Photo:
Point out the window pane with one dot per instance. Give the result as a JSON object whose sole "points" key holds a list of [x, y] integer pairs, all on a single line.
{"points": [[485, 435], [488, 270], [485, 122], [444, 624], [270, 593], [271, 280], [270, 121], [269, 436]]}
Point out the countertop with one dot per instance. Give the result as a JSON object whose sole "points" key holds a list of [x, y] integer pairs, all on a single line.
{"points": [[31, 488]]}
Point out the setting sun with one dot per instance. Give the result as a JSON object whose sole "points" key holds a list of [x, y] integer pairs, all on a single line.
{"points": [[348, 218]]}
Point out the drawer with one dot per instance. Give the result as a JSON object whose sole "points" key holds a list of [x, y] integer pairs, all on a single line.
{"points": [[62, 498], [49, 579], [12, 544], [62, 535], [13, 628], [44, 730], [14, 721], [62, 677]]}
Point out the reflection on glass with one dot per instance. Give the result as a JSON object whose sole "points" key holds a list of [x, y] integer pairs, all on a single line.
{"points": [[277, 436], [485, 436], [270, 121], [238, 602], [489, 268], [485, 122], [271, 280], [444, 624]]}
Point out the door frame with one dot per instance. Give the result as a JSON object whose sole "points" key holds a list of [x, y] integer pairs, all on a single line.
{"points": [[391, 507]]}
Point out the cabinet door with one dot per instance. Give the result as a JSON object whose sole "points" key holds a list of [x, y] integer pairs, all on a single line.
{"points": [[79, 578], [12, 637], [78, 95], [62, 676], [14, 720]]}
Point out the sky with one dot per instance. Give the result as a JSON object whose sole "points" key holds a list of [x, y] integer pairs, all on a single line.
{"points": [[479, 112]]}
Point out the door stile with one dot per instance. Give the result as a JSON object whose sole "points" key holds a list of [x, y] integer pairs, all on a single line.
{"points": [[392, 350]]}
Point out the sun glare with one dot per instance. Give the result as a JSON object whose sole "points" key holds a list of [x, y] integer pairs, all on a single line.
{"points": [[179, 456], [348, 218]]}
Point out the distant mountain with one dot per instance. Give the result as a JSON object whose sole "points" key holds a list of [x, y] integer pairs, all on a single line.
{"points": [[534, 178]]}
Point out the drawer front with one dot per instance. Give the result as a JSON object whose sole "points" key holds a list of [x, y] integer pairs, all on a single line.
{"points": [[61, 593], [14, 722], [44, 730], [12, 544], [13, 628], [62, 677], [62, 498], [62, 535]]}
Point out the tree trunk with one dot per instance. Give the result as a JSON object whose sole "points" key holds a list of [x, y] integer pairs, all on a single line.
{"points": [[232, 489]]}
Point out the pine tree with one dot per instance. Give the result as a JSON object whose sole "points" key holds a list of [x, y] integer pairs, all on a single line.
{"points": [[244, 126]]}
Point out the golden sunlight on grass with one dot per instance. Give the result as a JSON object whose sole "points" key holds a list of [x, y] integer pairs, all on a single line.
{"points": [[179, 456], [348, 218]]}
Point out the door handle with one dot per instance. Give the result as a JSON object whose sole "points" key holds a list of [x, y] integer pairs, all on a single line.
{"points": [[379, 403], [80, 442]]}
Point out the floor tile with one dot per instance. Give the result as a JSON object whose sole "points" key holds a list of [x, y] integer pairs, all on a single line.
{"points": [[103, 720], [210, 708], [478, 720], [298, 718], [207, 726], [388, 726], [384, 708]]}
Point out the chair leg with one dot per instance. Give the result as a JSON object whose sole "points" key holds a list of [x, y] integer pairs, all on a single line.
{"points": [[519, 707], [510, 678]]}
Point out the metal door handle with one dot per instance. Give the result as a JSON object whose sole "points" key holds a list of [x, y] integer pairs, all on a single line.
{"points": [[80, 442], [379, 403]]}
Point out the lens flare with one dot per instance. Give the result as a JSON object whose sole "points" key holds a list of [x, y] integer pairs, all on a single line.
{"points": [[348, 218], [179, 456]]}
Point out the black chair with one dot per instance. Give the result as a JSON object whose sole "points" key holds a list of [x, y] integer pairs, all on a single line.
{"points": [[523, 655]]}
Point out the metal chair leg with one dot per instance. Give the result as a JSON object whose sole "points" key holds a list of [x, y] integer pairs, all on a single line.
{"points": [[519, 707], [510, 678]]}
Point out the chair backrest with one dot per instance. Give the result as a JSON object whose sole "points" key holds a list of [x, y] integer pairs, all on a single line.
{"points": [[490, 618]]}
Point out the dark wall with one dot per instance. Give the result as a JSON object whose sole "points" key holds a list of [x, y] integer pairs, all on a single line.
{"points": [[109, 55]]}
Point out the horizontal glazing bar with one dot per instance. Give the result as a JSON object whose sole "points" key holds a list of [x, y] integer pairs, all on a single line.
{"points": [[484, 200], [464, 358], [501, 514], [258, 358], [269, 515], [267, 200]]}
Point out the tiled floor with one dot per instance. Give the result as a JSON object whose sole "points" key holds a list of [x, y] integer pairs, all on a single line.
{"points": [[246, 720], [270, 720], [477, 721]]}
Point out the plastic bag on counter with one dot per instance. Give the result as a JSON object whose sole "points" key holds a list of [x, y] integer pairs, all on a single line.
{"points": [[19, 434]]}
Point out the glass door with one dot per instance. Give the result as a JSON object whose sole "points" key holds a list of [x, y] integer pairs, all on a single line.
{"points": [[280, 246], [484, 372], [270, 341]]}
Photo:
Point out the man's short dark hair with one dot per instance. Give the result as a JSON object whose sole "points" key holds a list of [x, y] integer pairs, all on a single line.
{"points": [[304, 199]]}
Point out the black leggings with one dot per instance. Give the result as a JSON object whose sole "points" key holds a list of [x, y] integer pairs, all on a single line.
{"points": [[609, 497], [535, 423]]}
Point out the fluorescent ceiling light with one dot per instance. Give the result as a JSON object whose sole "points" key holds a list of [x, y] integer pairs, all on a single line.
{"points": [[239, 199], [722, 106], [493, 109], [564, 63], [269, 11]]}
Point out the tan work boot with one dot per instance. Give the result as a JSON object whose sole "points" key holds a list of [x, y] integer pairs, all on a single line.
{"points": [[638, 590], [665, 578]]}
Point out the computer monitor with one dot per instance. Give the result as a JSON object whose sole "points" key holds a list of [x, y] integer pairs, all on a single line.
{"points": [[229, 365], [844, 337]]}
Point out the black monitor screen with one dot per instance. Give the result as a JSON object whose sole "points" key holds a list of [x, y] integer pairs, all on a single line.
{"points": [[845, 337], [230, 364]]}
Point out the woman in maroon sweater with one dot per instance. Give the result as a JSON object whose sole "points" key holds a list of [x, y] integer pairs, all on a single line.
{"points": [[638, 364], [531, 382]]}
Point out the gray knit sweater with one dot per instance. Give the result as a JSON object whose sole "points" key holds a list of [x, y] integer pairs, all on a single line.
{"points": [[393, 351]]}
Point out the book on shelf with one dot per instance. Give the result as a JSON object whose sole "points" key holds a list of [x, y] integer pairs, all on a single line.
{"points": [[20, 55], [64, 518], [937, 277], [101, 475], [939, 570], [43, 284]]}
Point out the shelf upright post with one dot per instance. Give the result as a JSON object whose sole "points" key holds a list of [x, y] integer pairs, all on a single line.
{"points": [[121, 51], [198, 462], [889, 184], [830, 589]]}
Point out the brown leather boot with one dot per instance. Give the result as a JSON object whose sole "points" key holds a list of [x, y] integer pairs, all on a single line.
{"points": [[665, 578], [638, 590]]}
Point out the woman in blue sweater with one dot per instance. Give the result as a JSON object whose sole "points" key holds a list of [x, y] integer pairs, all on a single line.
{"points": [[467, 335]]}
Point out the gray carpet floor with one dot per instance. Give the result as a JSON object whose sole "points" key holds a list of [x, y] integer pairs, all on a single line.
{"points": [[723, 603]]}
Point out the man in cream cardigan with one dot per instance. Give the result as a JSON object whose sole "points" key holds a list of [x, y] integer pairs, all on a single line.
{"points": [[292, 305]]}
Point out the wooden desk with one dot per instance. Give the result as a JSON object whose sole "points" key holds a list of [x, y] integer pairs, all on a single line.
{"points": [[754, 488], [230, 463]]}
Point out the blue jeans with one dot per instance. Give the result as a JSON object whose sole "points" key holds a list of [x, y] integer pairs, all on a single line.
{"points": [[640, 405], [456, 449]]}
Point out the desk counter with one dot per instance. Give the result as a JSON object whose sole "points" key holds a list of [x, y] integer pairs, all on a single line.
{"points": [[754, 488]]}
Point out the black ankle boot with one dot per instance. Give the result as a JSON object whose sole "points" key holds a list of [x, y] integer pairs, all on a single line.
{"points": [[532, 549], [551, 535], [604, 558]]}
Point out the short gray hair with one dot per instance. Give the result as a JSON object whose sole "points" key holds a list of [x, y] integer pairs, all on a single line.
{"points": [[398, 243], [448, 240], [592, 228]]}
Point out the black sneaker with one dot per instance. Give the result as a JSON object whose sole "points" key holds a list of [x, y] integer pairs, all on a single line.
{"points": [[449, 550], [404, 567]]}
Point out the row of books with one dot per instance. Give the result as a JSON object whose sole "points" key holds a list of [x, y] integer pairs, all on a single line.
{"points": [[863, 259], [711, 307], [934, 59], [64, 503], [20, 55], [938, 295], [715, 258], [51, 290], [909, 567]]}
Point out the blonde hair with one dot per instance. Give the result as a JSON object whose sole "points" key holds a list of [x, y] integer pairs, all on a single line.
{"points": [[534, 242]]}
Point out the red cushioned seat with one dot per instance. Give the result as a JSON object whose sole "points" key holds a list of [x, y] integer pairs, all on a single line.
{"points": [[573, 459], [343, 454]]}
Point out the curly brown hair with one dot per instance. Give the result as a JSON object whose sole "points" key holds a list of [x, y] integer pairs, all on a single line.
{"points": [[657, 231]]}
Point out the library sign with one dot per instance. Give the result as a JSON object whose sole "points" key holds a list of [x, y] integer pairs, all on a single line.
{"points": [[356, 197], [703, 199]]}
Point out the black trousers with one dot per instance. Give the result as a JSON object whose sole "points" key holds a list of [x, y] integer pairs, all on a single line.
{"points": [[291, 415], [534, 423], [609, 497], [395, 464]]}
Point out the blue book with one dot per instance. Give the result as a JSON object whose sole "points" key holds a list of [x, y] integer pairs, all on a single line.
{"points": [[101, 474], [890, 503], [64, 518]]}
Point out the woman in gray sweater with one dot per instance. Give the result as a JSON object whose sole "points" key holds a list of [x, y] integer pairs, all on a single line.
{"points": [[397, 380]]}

- **SET EXERCISE**:
Repeat, exactly and only, the lines above from the one containing "Point out the short" through the end of the material.

- **THE RESULT**:
Point out the short gray hair with one dot per instance. Give the result as a JSON object whose sole "points" key holds a list of [x, y] integer pairs, all on a single line.
{"points": [[398, 243], [448, 240], [592, 228]]}
Point out the black sneaker with one dot per instance. Give the result as a JSON object whose sole "points" key holds a list of [x, y] integer pairs, all on a single line.
{"points": [[449, 550], [404, 567]]}
Point out the row of books with one dot per instance. Give the result as a JSON object whose sole "points" key holds a list of [x, y] integer pairs, all on a single line.
{"points": [[863, 259], [711, 307], [934, 59], [64, 503], [20, 55], [938, 295], [715, 258], [51, 290], [909, 567]]}
Point out the blonde hair with one dot per instance. Give the result as a JSON object whose sole "points" key holds a list of [x, y] integer pairs, all on a single line.
{"points": [[534, 242]]}
Point out the red cushioned seat with one dot per instance. Give the result as a JSON object whose sole "points" key holds a list of [x, y] integer pairs, all on a single line.
{"points": [[573, 459], [343, 454]]}
Point out the curly brown hair with one dot per instance. Give the result as a JSON object whose sole "points" key holds a list of [x, y] integer pairs, all on a single line.
{"points": [[657, 231]]}
Point out the library sign with one dot per instance. Give the result as a JSON object whose sole "points" key holds a list of [x, y] integer pairs, all on a single line.
{"points": [[356, 197], [703, 199]]}
Point out the black trousers with one dot per instance. Give the result as a JSON object whose sole "points" key holds a list of [x, y] integer pairs, all on a single line.
{"points": [[291, 415], [534, 423], [609, 497], [395, 464]]}
Point out the blue book with one dot per instance. Give the result as a JSON object whose sole "points" key holds a list of [x, y] integer pairs, all on a single line.
{"points": [[101, 474], [890, 503], [64, 518]]}
Point out the woman in gray sweater with one dot per instance. Give the result as a JSON object whose sole "points" key holds a list of [x, y] integer pairs, all on a single line.
{"points": [[397, 380]]}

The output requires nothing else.